Referring expression pointing data
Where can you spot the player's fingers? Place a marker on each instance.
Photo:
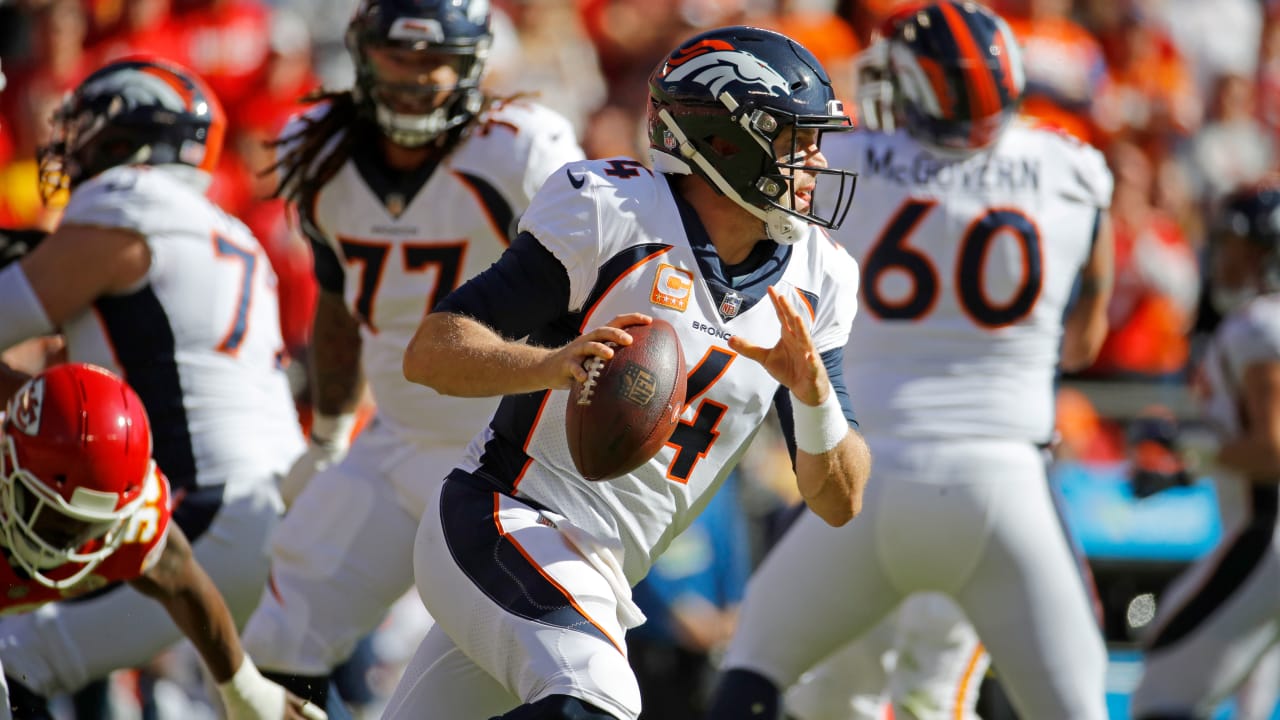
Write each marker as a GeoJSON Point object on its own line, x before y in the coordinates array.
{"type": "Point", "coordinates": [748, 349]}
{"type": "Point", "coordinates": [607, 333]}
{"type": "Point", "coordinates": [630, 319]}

...

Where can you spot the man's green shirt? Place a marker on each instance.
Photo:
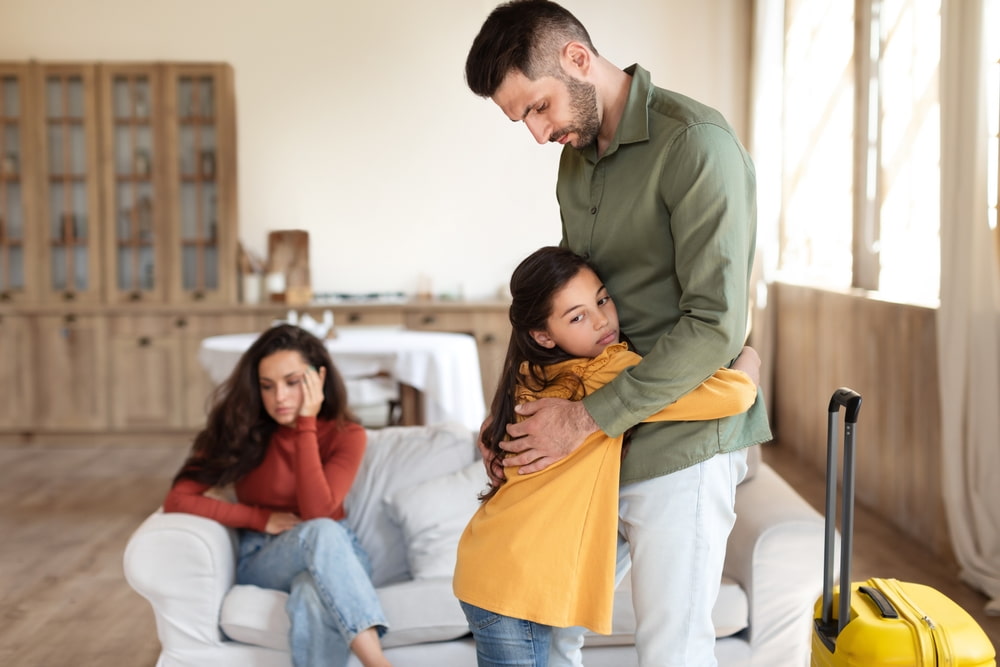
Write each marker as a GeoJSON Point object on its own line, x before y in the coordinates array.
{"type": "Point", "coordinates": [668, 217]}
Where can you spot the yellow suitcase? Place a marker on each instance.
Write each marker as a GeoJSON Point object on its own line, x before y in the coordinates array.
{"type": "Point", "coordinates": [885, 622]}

...

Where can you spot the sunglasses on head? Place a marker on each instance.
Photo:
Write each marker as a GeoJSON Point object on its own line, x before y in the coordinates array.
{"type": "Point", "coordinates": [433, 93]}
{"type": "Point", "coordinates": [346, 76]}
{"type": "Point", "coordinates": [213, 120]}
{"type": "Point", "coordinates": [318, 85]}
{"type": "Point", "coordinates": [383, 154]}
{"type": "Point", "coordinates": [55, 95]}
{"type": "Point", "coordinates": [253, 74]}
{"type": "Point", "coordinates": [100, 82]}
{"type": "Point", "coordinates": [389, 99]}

_Required work_. Search the entries above for "Place". Return every line that has it.

_Written answer_.
Where can you spot the player's fingers? Place a marker on each instance.
Where can you spot the man's green shirt? Place a marker on each instance.
Where can you spot the yellow suitcase? Place a marker on each instance.
Where can you spot the sunglasses on head? Place a marker on each instance.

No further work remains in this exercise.